* Begin Passage to read *
Me: Is everyone finished with their soup?

Hank: I am! I am so excited for the masa (pasta). Did you make the sauce?

Me: Claro (of course).

Pai: (spoon feeding Molly the last of her soup) Your mama’s pasta sauce is the best.

Hank: So are her meatballs.

Me: No, meatballs tonight, I’m afraid. I love that we are cutting down on meat-eating in this house. Saving both money and…

Hank: The planet.

Me: True story.

Hank: Didn’t you eat a lot of masa (pasta) when you were a vegetarian.

Me: Soooooo much pasta, but I was lazy and used canned sauce.

Hank: That is lazy.

Me: When I first moved to Portugal I remember going to the grocery with my dictionary and after searching ever single isle working up the courage to ask where they sold the pasta sauce and, no joke, the woman at the grocery took me to the produce section handed me tomato, onion and garlic and explained rather slowly and with exaggerated gestures that I was to take these vegetables, added salt, olive oil, cook and then blend and I would have sauce.

Hank: Right.

Pai: But that wasn’t what she asked for. (dishing out Molly’s dinner)

Molly: MASSINHA!!! (cute pasta)

Me: I didn’t want a cooking class I wanted my life to be convenient like in America where I just open a jar and BAM dinner.

Pai: Ten years ago you could barely find a frozen pizza let alone jarred sauces and pre-cooked factory foods in Portugal.

Hank: Things are changing, but not at my school. The cozinheiras (cooks) at my new school make the best food. It is all fresh and so good.

Me: One of the main reasons we decided to raise you here. Did I ever tell you about the time I went to my first fancy restaurant spaghetti dinner?

Hank: Um… (taking the opportunity slurp pasta into his mouth)

Pai: This story is a classic.

Me: When we still lived in Illinois my grandmother called and informed my mother that she wanted to treat us all to DeRienzo’s for a spaghetti dinner on our upcoming Ohio visit. Now, you have to remember my Grandma Hof was super fancy. She was the town’s music teacher and the presbyterian choir director so she was fancy annnnnnnd she had a reputation for being fancy, so we wild children simply could not go to DeRienzo’s and slurp our spaghetti, not in public, no way so my mom had to give us spaghetti twirling lessons.

Hank: Oh yah! You had to learn to spin the spaghetti on a spoon.

Me: We did and we all worked very hard because my mom promised us that we could have meatballs which were as big as a softball…

Hank: What is a softball?
* End Passage to read *
## [Goal 1]
In the dinner conversation, why did the children's mother have to teach them to twirl spaghetti before the dinner at DeRienzo's?
## [Goal 2]
Carry the dinner conversation forward from its last line.
* Begin Data supplied *
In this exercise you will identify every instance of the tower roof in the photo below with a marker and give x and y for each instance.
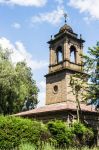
(66, 28)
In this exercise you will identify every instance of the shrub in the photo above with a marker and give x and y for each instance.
(61, 132)
(15, 130)
(82, 133)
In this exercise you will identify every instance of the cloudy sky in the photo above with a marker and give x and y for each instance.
(26, 26)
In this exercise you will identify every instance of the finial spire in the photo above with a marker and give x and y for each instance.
(65, 16)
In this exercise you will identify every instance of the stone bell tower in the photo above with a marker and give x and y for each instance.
(65, 59)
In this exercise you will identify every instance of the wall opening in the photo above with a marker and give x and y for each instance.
(73, 54)
(59, 54)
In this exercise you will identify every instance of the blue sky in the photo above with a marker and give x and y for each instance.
(26, 26)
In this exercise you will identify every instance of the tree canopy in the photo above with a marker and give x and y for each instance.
(16, 85)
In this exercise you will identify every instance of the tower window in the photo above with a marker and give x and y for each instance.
(55, 88)
(73, 54)
(59, 54)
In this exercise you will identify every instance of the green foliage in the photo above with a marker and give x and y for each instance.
(27, 146)
(83, 134)
(16, 83)
(14, 131)
(60, 132)
(77, 134)
(92, 67)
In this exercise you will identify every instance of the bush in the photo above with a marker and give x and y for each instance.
(76, 135)
(61, 132)
(15, 130)
(83, 134)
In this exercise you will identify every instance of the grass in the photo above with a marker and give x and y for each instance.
(47, 146)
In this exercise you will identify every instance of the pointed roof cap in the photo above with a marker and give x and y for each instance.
(66, 28)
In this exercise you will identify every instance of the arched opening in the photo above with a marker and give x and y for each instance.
(59, 54)
(73, 54)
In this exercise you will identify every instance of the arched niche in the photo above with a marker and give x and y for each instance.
(59, 53)
(73, 54)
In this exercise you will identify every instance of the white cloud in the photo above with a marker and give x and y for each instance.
(36, 3)
(16, 25)
(53, 17)
(90, 7)
(19, 53)
(60, 2)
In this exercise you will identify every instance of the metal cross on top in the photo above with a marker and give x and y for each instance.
(65, 16)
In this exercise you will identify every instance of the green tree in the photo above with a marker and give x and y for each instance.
(78, 83)
(16, 83)
(85, 85)
(92, 67)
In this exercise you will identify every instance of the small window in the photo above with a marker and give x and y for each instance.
(55, 88)
(59, 54)
(73, 54)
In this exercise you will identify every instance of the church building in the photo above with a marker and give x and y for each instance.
(65, 50)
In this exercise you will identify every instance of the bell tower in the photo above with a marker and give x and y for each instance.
(65, 59)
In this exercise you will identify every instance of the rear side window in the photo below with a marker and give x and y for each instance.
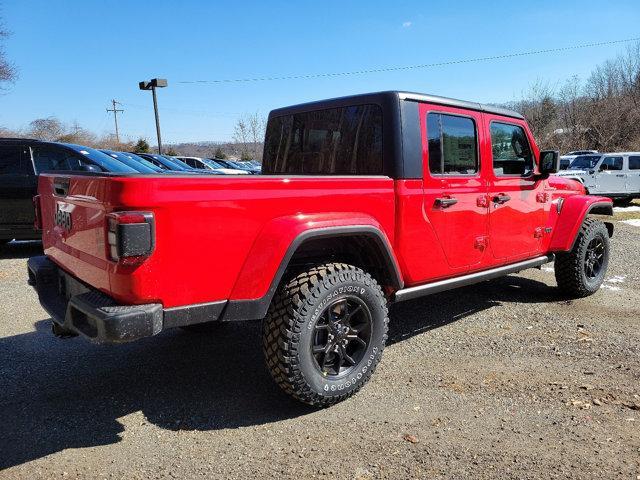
(452, 144)
(11, 161)
(511, 151)
(611, 163)
(335, 141)
(634, 162)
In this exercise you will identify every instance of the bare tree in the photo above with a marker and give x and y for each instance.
(8, 72)
(602, 113)
(249, 135)
(50, 129)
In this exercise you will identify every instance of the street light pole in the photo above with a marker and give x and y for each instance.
(155, 109)
(152, 85)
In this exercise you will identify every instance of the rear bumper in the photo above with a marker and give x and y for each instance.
(83, 310)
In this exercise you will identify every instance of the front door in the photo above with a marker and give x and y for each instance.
(611, 178)
(516, 199)
(454, 190)
(633, 175)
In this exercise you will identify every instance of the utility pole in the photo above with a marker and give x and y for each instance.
(115, 116)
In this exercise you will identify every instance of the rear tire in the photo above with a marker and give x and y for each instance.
(324, 333)
(581, 271)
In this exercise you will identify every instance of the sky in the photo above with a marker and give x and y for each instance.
(74, 56)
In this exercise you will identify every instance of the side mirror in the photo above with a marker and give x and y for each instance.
(89, 167)
(549, 162)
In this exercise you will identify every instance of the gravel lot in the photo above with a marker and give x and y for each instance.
(501, 380)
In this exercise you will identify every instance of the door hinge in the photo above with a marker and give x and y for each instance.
(542, 197)
(481, 242)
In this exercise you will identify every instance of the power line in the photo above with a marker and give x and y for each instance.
(413, 67)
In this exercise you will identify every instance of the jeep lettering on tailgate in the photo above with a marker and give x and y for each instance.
(62, 218)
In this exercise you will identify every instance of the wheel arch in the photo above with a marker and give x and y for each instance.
(327, 243)
(573, 212)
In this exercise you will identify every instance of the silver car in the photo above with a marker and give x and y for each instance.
(615, 175)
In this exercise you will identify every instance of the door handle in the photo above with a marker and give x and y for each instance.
(445, 202)
(501, 198)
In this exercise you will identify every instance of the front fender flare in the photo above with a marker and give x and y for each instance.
(573, 212)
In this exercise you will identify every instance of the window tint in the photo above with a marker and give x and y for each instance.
(335, 141)
(634, 162)
(10, 160)
(48, 158)
(104, 161)
(511, 152)
(611, 163)
(452, 144)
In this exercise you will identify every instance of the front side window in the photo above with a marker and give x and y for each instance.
(48, 159)
(10, 160)
(611, 163)
(452, 144)
(511, 151)
(634, 162)
(333, 141)
(584, 162)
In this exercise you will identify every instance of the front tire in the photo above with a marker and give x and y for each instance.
(581, 271)
(324, 333)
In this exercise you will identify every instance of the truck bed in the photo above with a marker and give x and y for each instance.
(205, 228)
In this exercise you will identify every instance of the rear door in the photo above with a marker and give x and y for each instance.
(516, 211)
(454, 190)
(633, 175)
(611, 177)
(17, 186)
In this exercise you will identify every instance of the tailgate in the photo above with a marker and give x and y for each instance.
(73, 212)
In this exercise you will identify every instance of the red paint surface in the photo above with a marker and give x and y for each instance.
(223, 238)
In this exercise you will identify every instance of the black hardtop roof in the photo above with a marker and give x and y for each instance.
(21, 140)
(392, 96)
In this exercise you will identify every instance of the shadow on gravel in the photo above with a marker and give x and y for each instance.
(58, 394)
(20, 249)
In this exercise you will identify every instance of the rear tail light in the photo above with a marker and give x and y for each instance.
(130, 236)
(37, 220)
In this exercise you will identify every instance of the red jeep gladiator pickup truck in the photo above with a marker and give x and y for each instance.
(363, 201)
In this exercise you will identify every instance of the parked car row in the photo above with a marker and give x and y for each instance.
(21, 160)
(615, 175)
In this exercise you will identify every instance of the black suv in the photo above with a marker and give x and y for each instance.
(21, 160)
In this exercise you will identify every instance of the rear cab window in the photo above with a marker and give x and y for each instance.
(334, 141)
(453, 144)
(511, 151)
(611, 163)
(13, 161)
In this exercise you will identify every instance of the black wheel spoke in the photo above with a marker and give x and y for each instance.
(347, 323)
(352, 313)
(356, 338)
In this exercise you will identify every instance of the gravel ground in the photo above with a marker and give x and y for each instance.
(501, 380)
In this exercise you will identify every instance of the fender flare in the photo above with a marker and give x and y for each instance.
(252, 309)
(572, 214)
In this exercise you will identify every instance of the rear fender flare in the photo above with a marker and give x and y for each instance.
(276, 244)
(574, 210)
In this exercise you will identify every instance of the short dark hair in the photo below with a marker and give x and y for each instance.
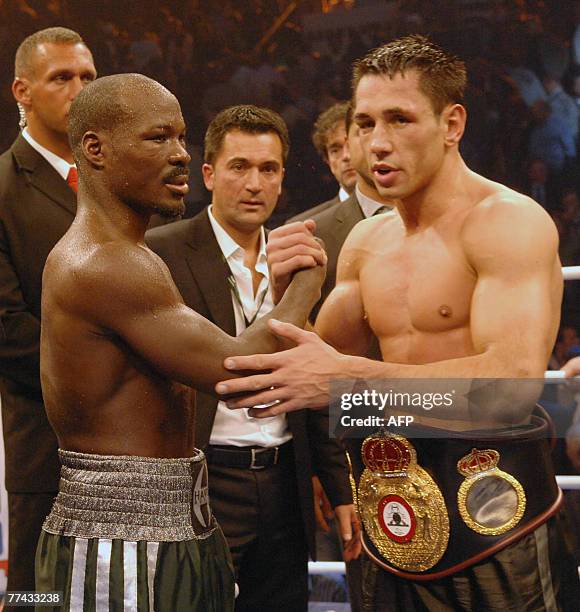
(56, 36)
(326, 121)
(443, 77)
(101, 105)
(244, 118)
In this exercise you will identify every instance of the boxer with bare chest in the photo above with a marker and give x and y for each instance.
(464, 282)
(119, 354)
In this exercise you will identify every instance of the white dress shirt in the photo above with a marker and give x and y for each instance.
(237, 427)
(58, 163)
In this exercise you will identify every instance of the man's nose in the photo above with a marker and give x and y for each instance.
(253, 180)
(180, 156)
(380, 142)
(76, 84)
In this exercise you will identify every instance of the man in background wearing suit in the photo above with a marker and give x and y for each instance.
(259, 471)
(334, 223)
(36, 208)
(329, 138)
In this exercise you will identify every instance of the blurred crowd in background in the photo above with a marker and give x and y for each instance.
(523, 101)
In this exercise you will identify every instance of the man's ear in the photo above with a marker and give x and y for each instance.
(21, 91)
(92, 148)
(454, 117)
(208, 173)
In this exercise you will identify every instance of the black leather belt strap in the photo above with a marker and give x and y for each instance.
(248, 457)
* End Data supplied *
## [Exercise answer 1]
Grandma Hof, who was treating them, was fancy and had a reputation for being fancy as the town's music teacher and the Presbyterian choir director. The wild children therefore could not slurp their spaghetti in public.

## [Exercise answer 2]
Me: (eyes wide in shock)

Pai: Your son is European.

Me: (deep sigh) A softball is like a baseball…

Hank: (still no clue)

Me: Only bigger (gesturing the size so he finally understands the reference).

Hank: Those were some big meatballs.

Me: You only ordered a few for the table and everyone shared and the bread was fresh and pillowy and my grandmother charmed the waitress into giving her a to-go cup full of their poppy seed salad dressing and we kids twirled our spaghetti on our spoons and tried our best to be as fancy as my Gram.

Hank: Can we go there?

Me: Absolutely, next time we’re in America and if you can twirl your spaghetti I will buy you a Shirley Temple from the bar.

Hank: What is a Shirley Temple?

Pai: It’s a mock-tail.

Hank: Ohhhh.

Me: My parents would never let me order a Shirley Temple, but when I used to go to the Golf Club with my friend, Quinn, for dinner her parents would order us both a Shirley Temple from the bar and it was just the greatest.

Pai: Seriously, at a golf club?

Me: Yup, at the Salem Country Club. You had to be a member.

Pai: Like in the movies?

Me: Exactly like in the movies.

Pai: Now, I am excited.

Me: DeRienzo’s had a separate bar from the dinning room and a backlight, clam shell, mid-century modern, Botticelli Birth of goddamn Venus phone booth annnnnnnd wooooood paneling.

Pai: Classy.

Hank: I don’t know what that is, but let’s get on a plane right now!

Me: I will invite Quinn and all your Ohio family, but you’re gonna have to learn how to twirl your spaghetti on your spoon. We Hofmeisters have a reputation to uphold.

Pai: You realize, Hank, that Italians don’t swirl their pasta on spoons before they eat it.

Hank: Then why…

Pai: The only place I ever saw people twirling their pasta on spoons was in Germany and you are ¼ German.

Hank: WHAT? (hand to his chest shocked) I’m German.

Pai: ¼ German, 1/4 British Isles and 1/2 Portuguese.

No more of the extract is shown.